EXERCISE BRIEF: Can you recast all of the material below as a two-column CSV with the headers "request" and "boxes", giving one row per request, with its text in one quoted field and its answer in another, and every line break turned into a space?

[Coordinate annotation entries]
--*--

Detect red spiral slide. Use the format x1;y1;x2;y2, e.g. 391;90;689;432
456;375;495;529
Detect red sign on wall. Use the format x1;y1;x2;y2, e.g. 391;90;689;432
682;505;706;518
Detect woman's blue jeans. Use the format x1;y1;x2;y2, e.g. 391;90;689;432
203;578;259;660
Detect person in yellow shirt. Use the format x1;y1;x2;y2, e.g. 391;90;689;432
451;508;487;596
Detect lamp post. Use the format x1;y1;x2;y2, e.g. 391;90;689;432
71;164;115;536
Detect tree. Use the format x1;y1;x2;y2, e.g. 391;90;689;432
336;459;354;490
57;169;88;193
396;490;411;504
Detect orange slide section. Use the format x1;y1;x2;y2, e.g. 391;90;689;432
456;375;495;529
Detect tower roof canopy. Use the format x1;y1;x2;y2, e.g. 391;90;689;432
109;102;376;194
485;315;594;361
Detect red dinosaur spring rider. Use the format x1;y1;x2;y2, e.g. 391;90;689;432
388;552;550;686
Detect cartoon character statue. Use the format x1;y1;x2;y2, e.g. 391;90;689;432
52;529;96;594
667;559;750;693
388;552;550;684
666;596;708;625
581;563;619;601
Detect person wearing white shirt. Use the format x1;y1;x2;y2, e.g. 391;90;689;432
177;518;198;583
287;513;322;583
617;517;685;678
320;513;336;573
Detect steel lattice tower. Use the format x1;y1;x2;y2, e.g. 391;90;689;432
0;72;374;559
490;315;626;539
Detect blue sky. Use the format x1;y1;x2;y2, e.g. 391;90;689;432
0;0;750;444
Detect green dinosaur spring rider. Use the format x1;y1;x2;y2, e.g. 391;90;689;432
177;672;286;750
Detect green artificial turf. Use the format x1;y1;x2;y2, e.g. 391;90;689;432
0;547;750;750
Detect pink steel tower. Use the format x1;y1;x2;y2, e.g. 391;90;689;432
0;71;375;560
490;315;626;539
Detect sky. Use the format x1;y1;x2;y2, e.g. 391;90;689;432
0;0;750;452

--*--

WRITTEN RESPONSE:
request,boxes
"Detect red spiral slide. Use the format x1;y1;x2;y2, e.g. 391;90;689;432","456;375;495;529"
"Detect red sign on wall. Use the format x1;y1;x2;y2, e.g. 391;90;689;432","682;505;706;518"
"Detect woman's blue jeans. Use the format x1;y1;x2;y2, e.g. 391;90;689;432","203;578;259;660"
"Detect person in yellow shirt. Use the format x1;y1;x2;y2, e.g. 391;90;689;432","451;508;487;596"
"Detect lamp post. Use the format x1;y1;x2;y2, e.g. 391;90;689;432","71;164;115;536"
"Detect tree. Use the format x1;y1;x2;y2, e.g. 391;90;689;432","336;459;354;490 57;169;88;193 396;490;411;504"
"Detect orange slide section. Use the format x1;y1;x2;y2, e.g. 391;90;689;432","456;375;495;529"
"Detect tower roof canopy. Use the format x1;y1;x2;y2, e.g. 391;90;689;432","109;102;376;194 485;315;594;361"
"Detect red dinosaur spring rider. Use the format x1;y1;x2;y2, e.g. 391;90;689;432","388;552;550;686"
"Detect cartoon character statue. Use the format x1;y1;x2;y2, e.g. 391;90;689;432","52;529;96;594 667;559;750;693 388;552;550;684 666;596;708;625 581;563;619;601"
"Detect person wearing white shirt. Use the format x1;y1;x2;y2, e.g. 391;90;689;432","177;518;198;583 287;513;322;583 617;517;685;678 320;513;336;573"
"Detect steel lattice tower. Use the format x1;y1;x2;y2, e.g. 391;90;689;432","0;72;374;559 490;315;626;539"
"Detect blue sky. Use the format x1;y1;x2;y2, e.g. 391;90;689;432","0;0;750;444"
"Detect green dinosaur spring rider. Use the format x1;y1;x2;y2, e.g. 391;90;689;432","177;672;286;750"
"Detect green artificial turf. Use the format x1;y1;x2;y2, e.g. 391;90;689;432","0;547;750;750"
"Detect pink steel tower. Use the format x1;y1;x2;y2, e.g. 391;90;689;432","0;71;375;560 490;315;626;539"
"Detect sky. Use the format x1;y1;x2;y2, e.g. 391;90;689;432","0;0;750;452"